→ **REQUEST**
List every line of the records that contains the word "barrel", copying each line in full. Case counts.

→ **RECORDS PROVIDED**
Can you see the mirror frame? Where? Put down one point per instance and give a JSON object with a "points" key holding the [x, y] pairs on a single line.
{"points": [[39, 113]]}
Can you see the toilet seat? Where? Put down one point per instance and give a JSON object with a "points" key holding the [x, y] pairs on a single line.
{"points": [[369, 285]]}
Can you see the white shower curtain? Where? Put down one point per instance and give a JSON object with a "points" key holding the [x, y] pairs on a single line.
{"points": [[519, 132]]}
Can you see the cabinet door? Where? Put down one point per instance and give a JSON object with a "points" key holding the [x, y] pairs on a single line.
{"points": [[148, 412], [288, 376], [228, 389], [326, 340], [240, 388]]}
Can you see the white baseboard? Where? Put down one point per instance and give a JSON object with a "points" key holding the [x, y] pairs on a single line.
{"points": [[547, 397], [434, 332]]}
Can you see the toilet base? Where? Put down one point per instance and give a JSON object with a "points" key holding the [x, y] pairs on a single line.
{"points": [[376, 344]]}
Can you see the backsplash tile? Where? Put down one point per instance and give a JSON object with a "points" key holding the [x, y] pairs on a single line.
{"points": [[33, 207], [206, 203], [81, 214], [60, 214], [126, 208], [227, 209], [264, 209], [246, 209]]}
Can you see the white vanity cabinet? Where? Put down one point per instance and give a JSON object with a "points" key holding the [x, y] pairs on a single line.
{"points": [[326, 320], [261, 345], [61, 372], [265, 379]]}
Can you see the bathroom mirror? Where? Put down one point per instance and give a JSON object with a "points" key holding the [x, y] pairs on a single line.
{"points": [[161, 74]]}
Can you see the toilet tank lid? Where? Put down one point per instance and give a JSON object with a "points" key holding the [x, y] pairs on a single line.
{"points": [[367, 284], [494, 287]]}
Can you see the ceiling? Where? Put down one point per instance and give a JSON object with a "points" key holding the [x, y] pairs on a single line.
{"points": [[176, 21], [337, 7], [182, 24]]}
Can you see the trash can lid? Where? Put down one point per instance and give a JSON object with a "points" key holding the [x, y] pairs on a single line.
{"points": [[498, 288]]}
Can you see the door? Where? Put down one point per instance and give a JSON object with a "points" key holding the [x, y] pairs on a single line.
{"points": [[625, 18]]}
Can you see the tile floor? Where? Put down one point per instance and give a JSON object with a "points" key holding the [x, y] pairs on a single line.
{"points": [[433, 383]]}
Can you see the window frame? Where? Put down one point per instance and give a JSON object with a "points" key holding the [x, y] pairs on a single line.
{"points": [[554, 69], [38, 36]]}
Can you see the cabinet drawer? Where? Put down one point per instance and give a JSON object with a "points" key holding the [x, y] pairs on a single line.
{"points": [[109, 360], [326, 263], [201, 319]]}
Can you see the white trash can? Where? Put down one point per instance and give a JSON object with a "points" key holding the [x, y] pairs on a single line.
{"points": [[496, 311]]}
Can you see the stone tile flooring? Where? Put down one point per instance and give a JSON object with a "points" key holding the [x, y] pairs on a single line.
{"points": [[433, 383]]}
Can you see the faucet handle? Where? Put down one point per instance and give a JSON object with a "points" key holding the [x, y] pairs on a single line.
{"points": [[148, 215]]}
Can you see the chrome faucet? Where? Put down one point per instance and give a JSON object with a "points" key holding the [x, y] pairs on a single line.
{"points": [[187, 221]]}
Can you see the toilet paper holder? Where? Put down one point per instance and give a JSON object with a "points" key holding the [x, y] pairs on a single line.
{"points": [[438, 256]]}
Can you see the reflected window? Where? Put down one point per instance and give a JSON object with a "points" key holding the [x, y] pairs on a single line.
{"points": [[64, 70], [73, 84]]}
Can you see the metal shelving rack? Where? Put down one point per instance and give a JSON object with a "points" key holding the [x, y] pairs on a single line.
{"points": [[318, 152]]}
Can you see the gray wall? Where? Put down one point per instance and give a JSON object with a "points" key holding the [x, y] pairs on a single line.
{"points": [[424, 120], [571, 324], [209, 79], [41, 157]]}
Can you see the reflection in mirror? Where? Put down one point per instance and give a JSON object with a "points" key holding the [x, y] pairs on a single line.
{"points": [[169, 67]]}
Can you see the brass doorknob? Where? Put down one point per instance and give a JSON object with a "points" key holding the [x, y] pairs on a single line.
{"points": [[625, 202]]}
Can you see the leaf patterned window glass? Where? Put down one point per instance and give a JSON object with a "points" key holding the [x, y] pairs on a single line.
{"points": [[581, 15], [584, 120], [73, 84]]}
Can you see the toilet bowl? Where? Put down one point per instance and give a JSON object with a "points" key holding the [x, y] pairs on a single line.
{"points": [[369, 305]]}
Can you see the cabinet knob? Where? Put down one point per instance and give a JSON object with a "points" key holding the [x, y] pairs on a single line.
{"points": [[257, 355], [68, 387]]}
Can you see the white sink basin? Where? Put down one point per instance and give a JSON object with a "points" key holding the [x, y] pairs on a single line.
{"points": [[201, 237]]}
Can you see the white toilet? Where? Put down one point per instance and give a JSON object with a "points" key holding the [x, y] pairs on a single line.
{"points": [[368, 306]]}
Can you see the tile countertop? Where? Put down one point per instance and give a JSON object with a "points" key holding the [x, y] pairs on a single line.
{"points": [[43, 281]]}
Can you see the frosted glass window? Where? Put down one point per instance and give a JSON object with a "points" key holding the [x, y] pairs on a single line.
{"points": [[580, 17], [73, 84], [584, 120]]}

---

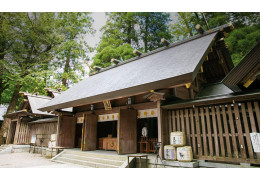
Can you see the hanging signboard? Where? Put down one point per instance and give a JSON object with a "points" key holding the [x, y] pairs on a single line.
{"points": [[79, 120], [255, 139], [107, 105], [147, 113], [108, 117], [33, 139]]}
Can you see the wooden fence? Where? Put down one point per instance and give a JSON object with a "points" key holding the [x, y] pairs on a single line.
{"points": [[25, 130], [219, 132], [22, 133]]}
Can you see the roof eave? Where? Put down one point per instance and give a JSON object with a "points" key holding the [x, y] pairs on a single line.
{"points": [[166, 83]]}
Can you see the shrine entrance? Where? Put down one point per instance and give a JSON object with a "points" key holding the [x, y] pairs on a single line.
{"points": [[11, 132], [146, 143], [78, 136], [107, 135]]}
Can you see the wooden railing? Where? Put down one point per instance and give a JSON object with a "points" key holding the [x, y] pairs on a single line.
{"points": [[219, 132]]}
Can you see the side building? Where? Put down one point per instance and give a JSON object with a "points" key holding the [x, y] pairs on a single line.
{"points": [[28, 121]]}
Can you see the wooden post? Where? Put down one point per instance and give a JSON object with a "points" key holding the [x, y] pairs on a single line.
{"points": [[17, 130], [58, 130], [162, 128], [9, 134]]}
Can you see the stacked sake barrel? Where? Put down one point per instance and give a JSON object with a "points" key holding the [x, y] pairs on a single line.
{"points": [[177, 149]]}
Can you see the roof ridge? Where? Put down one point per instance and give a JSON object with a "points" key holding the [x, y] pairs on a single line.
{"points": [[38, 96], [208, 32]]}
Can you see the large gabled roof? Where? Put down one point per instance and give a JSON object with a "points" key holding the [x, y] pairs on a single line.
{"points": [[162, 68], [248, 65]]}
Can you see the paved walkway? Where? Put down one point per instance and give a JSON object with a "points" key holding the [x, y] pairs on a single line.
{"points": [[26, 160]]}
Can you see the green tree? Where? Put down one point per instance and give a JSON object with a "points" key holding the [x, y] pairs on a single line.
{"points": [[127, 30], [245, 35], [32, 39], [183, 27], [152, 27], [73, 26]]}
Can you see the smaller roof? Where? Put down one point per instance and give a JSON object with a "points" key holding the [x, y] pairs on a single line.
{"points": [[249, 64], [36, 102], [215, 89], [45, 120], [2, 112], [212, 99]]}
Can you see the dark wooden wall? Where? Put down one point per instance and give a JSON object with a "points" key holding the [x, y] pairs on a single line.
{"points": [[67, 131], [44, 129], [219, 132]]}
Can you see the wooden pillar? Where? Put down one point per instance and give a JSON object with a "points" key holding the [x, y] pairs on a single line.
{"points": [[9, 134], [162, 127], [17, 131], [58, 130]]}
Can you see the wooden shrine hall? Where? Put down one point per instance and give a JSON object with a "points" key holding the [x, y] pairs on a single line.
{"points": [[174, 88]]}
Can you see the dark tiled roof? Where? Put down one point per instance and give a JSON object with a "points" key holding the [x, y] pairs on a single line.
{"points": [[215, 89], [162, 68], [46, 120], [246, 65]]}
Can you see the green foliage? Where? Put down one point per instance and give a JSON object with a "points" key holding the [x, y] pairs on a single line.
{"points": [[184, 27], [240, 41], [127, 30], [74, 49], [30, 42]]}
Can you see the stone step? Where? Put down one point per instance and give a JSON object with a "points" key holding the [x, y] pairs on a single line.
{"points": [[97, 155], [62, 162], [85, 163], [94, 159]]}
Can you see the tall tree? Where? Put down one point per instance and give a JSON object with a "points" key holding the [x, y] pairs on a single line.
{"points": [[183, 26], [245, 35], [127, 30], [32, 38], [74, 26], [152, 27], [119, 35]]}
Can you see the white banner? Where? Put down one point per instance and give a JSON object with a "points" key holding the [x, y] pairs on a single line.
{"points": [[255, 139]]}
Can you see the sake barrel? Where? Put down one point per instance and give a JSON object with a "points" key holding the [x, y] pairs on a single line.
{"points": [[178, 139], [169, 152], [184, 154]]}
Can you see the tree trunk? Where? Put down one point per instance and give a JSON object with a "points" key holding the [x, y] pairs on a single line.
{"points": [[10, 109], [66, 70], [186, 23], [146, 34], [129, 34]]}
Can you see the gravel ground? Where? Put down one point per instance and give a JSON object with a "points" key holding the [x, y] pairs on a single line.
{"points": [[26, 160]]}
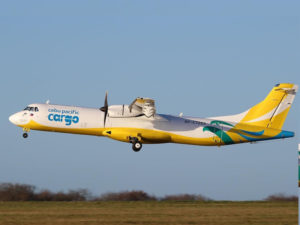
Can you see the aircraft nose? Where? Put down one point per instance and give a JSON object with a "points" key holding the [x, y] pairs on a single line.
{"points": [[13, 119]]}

→ **FINISHED TASK**
Can you see the stacked sake barrel? Where? Put down one point per instance and give a JSON object with a "points" key holding the [x, y] pairs on a single line.
Can you see the sake barrel? Where? Put down one point per instance and give a JSON object with a "points" key holding the [x, y] pairs on a single line.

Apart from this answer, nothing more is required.